§ **Spatial localization data**:
════════
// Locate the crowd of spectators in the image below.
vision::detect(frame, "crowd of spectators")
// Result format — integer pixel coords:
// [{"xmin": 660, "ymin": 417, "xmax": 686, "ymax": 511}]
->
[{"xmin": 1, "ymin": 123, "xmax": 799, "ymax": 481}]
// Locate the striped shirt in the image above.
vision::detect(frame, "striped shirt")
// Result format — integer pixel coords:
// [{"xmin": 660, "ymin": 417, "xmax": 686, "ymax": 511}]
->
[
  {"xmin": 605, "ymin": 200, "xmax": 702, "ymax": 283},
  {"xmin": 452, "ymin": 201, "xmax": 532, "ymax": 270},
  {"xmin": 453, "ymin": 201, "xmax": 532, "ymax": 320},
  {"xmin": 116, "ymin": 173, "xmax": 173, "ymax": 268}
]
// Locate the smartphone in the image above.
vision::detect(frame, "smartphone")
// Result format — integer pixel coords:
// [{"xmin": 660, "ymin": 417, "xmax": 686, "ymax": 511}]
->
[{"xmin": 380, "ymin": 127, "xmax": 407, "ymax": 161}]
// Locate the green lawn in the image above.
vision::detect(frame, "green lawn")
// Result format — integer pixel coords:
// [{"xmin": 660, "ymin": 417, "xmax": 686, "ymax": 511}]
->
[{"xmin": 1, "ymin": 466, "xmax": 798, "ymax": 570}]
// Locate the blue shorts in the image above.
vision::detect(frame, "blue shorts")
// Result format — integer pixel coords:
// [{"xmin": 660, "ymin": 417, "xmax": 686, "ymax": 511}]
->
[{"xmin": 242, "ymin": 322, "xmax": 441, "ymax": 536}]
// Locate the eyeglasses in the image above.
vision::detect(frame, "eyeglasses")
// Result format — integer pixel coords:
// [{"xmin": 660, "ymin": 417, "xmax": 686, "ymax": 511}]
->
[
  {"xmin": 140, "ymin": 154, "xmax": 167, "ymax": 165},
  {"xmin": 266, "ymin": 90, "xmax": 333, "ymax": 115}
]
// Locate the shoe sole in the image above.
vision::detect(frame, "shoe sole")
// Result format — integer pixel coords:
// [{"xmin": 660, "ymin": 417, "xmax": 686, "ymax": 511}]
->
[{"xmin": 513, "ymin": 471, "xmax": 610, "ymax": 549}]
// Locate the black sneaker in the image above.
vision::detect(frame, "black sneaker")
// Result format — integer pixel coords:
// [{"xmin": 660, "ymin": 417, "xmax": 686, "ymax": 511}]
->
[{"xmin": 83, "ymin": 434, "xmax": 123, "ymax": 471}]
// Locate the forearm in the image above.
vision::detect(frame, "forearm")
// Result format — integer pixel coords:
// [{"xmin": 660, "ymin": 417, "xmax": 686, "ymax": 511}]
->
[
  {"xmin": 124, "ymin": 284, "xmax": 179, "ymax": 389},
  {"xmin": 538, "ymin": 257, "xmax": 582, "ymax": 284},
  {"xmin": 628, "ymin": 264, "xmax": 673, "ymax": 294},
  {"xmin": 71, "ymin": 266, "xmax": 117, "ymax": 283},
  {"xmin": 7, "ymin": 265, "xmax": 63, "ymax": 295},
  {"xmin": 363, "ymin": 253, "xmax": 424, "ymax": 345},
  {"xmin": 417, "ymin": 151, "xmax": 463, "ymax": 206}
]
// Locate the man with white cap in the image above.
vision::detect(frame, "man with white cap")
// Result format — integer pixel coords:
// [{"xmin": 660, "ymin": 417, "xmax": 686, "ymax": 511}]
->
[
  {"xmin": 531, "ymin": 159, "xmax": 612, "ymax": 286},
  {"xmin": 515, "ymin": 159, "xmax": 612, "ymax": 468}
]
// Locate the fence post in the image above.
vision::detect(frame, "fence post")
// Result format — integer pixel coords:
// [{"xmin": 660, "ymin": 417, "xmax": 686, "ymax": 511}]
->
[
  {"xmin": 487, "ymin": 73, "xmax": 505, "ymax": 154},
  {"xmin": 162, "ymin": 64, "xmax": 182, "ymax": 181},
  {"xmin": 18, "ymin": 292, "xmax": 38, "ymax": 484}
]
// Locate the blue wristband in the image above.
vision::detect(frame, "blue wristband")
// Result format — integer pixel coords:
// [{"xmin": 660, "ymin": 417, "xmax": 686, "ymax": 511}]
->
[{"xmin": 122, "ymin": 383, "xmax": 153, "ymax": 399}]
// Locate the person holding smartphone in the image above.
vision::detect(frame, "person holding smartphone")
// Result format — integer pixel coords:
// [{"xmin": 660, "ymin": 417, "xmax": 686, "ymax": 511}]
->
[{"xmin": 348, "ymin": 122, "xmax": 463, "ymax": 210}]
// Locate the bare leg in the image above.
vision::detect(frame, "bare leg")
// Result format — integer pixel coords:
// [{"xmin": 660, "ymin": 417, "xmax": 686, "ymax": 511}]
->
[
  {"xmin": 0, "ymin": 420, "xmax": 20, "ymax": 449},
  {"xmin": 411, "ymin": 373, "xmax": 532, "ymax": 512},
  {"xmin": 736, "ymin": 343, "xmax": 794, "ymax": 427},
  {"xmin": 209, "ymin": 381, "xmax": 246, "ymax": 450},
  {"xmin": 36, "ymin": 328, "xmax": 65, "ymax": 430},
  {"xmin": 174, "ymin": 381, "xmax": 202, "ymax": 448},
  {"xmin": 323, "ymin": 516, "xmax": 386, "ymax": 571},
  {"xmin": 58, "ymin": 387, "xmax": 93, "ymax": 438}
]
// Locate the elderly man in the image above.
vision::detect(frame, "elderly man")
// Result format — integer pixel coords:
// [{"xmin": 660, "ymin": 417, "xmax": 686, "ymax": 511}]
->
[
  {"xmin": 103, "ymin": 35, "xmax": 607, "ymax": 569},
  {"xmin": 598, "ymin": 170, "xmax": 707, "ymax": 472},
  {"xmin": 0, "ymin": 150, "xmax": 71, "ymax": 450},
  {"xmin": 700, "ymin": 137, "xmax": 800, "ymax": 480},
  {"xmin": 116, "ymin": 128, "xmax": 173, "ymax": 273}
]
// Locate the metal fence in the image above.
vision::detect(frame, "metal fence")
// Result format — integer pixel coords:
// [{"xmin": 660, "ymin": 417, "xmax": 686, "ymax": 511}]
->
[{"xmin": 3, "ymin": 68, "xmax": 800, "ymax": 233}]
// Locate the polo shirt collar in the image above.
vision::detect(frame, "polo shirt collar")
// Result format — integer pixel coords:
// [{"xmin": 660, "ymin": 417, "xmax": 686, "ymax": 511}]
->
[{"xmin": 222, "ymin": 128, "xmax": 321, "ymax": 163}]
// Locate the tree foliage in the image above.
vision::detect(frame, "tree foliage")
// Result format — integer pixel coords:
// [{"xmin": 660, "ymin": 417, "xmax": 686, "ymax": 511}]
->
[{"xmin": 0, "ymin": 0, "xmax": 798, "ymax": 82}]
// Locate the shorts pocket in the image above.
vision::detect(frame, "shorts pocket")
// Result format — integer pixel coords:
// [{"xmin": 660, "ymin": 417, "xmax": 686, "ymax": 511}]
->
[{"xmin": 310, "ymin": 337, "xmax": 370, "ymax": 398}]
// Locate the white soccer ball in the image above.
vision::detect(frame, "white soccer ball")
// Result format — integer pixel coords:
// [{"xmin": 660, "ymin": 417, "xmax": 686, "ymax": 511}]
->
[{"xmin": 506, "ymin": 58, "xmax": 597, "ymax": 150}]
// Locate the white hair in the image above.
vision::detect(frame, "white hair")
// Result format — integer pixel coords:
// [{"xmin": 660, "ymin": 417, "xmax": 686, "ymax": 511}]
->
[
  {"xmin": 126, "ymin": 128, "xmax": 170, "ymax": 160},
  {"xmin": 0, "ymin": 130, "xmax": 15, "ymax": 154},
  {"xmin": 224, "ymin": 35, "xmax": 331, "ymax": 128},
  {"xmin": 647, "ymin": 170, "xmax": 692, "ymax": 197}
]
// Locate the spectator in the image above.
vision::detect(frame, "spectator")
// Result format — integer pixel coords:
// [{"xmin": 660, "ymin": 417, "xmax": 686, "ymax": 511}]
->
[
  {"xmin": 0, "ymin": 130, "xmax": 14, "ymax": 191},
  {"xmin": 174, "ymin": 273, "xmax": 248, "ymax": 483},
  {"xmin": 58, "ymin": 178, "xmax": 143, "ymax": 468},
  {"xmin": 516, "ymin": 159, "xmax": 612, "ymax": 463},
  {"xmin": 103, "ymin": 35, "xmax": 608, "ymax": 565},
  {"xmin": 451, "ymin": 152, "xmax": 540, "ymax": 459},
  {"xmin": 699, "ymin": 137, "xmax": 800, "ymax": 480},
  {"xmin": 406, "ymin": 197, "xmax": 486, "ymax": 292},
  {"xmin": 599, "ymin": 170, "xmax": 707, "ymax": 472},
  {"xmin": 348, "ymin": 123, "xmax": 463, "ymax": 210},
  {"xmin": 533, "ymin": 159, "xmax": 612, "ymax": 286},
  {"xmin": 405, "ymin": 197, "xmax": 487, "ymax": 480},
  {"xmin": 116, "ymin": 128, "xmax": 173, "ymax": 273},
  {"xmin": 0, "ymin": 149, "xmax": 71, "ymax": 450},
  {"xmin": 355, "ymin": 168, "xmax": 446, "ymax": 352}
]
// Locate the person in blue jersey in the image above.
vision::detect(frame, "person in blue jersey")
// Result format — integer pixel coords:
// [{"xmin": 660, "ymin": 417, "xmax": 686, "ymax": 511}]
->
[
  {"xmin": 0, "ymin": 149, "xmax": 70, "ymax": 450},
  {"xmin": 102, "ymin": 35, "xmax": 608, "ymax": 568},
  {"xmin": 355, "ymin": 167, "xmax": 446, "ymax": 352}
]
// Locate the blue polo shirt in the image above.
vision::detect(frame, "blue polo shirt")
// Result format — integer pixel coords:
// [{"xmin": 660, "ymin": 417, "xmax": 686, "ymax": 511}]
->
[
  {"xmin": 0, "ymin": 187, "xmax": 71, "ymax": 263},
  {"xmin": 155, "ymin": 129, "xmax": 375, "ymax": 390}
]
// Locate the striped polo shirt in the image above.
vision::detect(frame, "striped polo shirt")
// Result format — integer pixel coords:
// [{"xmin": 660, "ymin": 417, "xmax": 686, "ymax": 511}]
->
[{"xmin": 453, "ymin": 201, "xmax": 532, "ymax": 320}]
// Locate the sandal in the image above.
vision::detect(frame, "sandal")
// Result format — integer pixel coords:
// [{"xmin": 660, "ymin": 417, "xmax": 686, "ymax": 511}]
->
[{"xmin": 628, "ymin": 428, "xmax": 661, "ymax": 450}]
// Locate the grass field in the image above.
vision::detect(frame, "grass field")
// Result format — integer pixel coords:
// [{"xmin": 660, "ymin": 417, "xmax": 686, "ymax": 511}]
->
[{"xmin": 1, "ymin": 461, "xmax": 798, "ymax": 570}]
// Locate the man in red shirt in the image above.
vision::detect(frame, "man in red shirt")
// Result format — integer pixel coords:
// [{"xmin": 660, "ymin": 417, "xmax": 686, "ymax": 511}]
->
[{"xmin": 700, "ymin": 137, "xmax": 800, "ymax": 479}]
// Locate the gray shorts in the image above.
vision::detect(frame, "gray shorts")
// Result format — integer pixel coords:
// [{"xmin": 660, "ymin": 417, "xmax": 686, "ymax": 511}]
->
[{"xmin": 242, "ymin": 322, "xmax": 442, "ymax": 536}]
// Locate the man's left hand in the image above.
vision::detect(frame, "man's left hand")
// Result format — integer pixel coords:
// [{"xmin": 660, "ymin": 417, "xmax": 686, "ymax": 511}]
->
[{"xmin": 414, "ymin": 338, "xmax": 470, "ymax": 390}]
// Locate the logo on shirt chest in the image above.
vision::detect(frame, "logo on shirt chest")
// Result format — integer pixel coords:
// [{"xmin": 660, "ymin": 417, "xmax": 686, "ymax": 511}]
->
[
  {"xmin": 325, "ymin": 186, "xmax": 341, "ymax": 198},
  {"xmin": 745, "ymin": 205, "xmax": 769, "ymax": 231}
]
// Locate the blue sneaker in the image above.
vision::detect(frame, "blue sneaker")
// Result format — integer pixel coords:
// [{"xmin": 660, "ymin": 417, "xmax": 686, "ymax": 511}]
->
════════
§ **WHAT NEEDS TO BE DONE**:
Whenever a line of the entries contains the string "left", copy that line.

§ **RESULT OF THE EXERCISE**:
// Locate the man's left hand in the image above.
vision::detect(frame, "man's left hand")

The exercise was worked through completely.